• STATED PROBLEM 1
Retype the passage of the article on green finance from "Read the business" to "its own sake.".

Start of SOURCE DOCUMENT

Read the business press and you will see more discussion of climate change and green finance than ever. How should we understand this apparent turn from an industry not known for sustainability or long-term thinking? The rise of green finance is not down to a change of heart. Rather, as Aaron Sterniczky explains, a look at the fundamental principles of the market reveals why it needs to adapt fast, for its own sake.

When Larry Fink, CEO of BlackRock, the largest global investment management corporation, addressed the audience during the Venice International Conference on Climate this summer, he set out to convey a clear message. The gathering, held in July 2021, marked the closing of an official meeting of the G20 finance ministers and central bank governors in the lagoon city. Larry Fink urged the official representatives of the international monetary community to do nothing less than put the core principles of climate action at the centre of an overhauled financial system. Some commentators compared the spirit of the discussions ahead of the summit to the ambition shown at the Bretton Woods conference which, in 1944, designed a sound financial structure for the West’s post-World War II economy.

End of SOURCE DOCUMENT
Start of TASK INPUTS

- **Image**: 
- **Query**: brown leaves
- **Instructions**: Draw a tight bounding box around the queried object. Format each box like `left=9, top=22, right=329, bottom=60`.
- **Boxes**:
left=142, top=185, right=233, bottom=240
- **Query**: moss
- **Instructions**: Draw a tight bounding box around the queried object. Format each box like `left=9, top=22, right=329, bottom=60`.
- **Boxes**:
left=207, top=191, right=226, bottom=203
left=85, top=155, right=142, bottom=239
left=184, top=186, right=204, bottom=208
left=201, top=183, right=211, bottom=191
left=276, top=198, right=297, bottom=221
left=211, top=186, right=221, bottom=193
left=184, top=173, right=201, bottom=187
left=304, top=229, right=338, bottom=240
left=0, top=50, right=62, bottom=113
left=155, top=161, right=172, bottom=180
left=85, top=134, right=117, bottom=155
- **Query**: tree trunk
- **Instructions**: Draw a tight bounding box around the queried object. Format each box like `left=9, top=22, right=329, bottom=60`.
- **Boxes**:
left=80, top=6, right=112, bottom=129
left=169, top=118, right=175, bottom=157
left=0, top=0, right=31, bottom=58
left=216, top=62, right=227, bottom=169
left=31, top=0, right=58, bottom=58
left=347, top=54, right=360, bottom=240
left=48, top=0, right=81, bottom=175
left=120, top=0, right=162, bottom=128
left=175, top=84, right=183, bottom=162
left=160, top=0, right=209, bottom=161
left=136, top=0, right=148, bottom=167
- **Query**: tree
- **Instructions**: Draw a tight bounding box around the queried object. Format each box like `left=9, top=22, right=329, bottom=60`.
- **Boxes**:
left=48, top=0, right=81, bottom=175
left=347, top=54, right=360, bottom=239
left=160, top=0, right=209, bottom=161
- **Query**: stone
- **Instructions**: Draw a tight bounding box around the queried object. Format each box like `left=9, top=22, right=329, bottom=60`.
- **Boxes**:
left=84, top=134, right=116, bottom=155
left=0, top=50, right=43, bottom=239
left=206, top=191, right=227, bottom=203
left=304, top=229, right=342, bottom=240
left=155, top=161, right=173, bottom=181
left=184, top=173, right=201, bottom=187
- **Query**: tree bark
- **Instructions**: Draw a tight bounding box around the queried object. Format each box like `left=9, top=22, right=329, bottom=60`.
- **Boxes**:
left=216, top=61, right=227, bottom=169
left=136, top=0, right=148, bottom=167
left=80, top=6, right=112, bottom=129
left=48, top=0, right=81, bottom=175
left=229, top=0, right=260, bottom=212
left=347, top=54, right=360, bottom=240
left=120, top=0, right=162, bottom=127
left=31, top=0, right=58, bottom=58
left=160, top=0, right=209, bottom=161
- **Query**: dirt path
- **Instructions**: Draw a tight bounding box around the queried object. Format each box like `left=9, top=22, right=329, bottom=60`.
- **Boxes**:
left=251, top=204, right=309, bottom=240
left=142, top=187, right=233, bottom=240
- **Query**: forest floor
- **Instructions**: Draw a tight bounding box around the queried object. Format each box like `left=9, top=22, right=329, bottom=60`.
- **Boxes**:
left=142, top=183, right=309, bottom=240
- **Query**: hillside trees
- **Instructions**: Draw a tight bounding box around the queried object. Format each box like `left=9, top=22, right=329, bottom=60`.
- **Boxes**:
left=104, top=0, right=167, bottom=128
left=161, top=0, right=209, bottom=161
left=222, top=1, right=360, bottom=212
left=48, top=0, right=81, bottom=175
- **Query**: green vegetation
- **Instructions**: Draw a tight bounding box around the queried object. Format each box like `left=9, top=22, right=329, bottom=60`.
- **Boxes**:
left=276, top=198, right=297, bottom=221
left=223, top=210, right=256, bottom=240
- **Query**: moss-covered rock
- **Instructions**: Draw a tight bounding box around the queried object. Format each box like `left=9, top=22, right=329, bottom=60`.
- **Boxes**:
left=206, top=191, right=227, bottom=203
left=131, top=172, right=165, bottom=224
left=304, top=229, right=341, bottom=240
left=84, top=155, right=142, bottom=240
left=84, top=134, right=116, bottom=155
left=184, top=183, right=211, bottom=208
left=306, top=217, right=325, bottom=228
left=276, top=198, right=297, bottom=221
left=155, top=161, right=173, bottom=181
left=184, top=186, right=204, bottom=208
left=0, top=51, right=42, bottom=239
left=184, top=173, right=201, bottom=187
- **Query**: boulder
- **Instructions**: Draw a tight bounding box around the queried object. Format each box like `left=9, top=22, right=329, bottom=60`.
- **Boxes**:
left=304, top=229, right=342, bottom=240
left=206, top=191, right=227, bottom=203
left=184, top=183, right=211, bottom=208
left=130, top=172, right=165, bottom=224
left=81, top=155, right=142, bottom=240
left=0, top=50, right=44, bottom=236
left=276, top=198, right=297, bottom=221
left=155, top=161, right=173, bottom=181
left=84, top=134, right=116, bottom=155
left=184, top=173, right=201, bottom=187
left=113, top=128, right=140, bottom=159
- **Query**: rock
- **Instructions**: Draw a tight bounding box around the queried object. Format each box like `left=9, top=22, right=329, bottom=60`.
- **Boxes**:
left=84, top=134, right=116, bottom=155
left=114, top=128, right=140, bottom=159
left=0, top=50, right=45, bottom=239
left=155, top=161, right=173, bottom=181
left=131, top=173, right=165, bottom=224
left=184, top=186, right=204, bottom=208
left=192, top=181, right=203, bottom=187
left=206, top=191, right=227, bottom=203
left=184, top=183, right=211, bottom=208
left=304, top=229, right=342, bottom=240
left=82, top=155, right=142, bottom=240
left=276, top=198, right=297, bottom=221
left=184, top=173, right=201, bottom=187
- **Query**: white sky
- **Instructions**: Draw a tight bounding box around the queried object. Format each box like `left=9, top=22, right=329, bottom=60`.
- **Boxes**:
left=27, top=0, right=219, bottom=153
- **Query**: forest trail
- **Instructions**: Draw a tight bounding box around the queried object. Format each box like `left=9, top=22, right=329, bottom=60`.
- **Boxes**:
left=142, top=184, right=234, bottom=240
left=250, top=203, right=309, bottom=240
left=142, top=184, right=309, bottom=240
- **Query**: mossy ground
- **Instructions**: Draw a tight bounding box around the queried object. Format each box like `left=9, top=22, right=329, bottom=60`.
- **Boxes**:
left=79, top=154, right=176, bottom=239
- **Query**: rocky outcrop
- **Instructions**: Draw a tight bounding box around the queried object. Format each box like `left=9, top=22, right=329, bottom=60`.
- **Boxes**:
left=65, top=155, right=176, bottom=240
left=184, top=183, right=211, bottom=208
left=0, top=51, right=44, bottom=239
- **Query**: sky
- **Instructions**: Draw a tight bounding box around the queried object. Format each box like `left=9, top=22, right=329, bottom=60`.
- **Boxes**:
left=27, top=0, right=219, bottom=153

End of TASK INPUTS

• STATED PROBLEM 2
Echo the records from the line with "- **Query**: sky" through the end of the records, including both of those lines.

• RESPONSE 1
Read the business press and you will see more discussion of climate change and green finance than ever. How should we understand this apparent turn from an industry not known for sustainability or long-term thinking? The rise of green finance is not down to a change of heart. Rather, as Aaron Sterniczky explains, a look at the fundamental principles of the market reveals why it needs to adapt fast, for its own sake.

• RESPONSE 2
- **Query**: sky
- **Instructions**: Draw a tight bounding box around the queried object. Format each box like `left=9, top=22, right=329, bottom=60`.
- **Boxes**:
left=27, top=0, right=219, bottom=153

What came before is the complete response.